#### [Selected passage]
┄┄┄┄┄┄
The take away lesson from the points above should be an understanding that the product roadmap is not a single document, but rather a communication tool which is a series of documents, each constructed a little differently based on the target audience in order to help you, as a product manager

Why Does Any Of This Matter?

Quite simply because when it comes to the scope of what is consider to be the professional domain of a product manager, there is a seeming contradiction between the accepted wisdom within the profession that the primary objectives of product roadmaps is to solve what is considered to be the largest professional challenge faced by product managers.

  • The primary objective of roadmap documents is to communicate the product strategy.
  • A secondary objective is to help plan and prioritize.

Historically, product managers typically report there are a number of organizational and operational challenges they run into when building and managing roadmaps, including :

  • Struggles with communicating product strategy and prioritizing.
  • Getting company alignment is an uphill battle.

As we pointed out a few sentences ago, you’ll notice that these two challenges are same as the two priorities of building roadmaps in the first place.  In my experience, this paradox occurs because of the issues we illustrated earlier (confusing terminology and oversimplification) and sorting these out allows professionals to focus on the operational challenges of product roadmap including:

  • There is rarely a single source of roadmap truth.
┄┄┄┄┄┄
#### [Provided records]
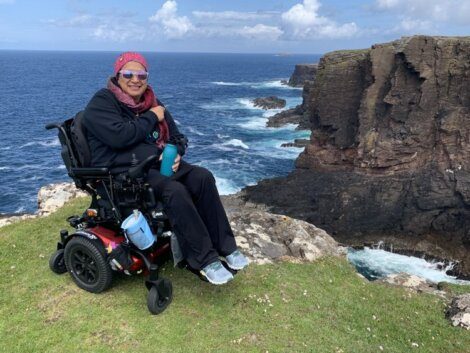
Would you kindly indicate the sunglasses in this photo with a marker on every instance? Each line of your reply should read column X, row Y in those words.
column 141, row 75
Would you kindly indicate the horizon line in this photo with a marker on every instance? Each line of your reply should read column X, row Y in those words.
column 163, row 51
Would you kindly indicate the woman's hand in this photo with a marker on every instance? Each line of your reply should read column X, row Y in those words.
column 159, row 112
column 176, row 164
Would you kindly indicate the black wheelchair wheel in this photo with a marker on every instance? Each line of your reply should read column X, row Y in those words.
column 57, row 263
column 86, row 262
column 159, row 297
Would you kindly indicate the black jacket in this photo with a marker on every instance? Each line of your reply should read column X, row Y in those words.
column 118, row 138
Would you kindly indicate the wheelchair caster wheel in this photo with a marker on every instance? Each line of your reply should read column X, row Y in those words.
column 57, row 263
column 160, row 296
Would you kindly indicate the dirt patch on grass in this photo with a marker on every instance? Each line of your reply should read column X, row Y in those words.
column 54, row 304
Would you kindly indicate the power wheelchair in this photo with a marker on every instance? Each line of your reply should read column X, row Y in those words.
column 98, row 246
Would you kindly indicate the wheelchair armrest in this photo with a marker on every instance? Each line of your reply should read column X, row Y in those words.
column 139, row 170
column 89, row 172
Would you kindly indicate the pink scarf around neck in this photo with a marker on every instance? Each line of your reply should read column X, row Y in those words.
column 148, row 100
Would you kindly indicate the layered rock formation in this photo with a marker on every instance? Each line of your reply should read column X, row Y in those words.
column 303, row 73
column 390, row 148
column 271, row 102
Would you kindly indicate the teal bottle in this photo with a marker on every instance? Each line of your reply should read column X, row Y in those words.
column 169, row 154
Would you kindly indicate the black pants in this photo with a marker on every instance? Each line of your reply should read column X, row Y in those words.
column 192, row 204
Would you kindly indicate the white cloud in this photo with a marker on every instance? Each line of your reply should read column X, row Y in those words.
column 174, row 26
column 231, row 15
column 76, row 21
column 440, row 11
column 411, row 25
column 302, row 21
column 261, row 32
column 114, row 32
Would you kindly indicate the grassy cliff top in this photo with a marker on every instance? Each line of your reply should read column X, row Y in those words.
column 317, row 307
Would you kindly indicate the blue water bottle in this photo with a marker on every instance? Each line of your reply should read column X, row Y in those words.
column 169, row 154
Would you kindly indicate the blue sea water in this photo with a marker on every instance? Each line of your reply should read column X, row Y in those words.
column 208, row 94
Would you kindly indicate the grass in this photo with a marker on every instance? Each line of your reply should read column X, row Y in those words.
column 317, row 307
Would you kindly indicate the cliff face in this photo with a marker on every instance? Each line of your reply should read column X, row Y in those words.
column 389, row 154
column 303, row 73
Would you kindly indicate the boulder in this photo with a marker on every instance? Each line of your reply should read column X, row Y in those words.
column 459, row 311
column 271, row 102
column 265, row 237
column 50, row 198
column 53, row 196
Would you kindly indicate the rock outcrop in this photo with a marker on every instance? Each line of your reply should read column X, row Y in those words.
column 303, row 73
column 271, row 102
column 390, row 147
column 459, row 311
column 262, row 236
column 298, row 115
column 50, row 198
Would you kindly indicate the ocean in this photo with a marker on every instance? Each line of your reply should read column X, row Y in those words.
column 209, row 95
┄┄┄┄┄┄
#### [Task set]
a) Answer these questions about the product roadmap passage above:
(i) What does the passage call the primary objective of roadmap documents?
(ii) What secondary objective does it give for them?
(iii) Which two issues does the author blame for the paradox?
b) Could you carry on the passage on product roadmaps from the point where it stops?

#### [Task results]
a)
(i) To communicate the product strategy.
(ii) To help plan and prioritize.
(iii) Confusing terminology and oversimplification.

b)
  • The amount of time roadmaps take to update;
    • Many executive facing roadmaps are updated monthly weekly.
    • Executives want regular updates on the changing product strategy but are faced with inconsistent (or non-existent) roadmaps from the product team.
  • They are not visually compelling.
  • Software planning and development tools are:
    • Too granular for the big-picture strategic discussion that needs to happen.
    • Often “bottom up” and they assume you already know what you want to accomplish.
  • Despite new tools on the market, most product managers still use presentation software, spreadsheets, and wikis to manage their roadmaps.
    • Spreadsheets are great for organizing and prioritizing, but bad for communicating a vision.
    • Presentations take time to produce and are static documents that are hard to share.
    • Wikis and other documents are disjointed and hard to keep updated.

Product Roadmap Structure

Let’s get this out of the way and define what a product roadmap is not. It is not simply a modified gantt chart, a prioritized listing of features, specific resource requirements, man-hours, story points, or other details. Although closely related, these details are associated with execution of the product roadmap and best left with software developers and product managers

gantt chart: The Product Roadmap Process
A simple Gantt Chart. This is not a product roadmap.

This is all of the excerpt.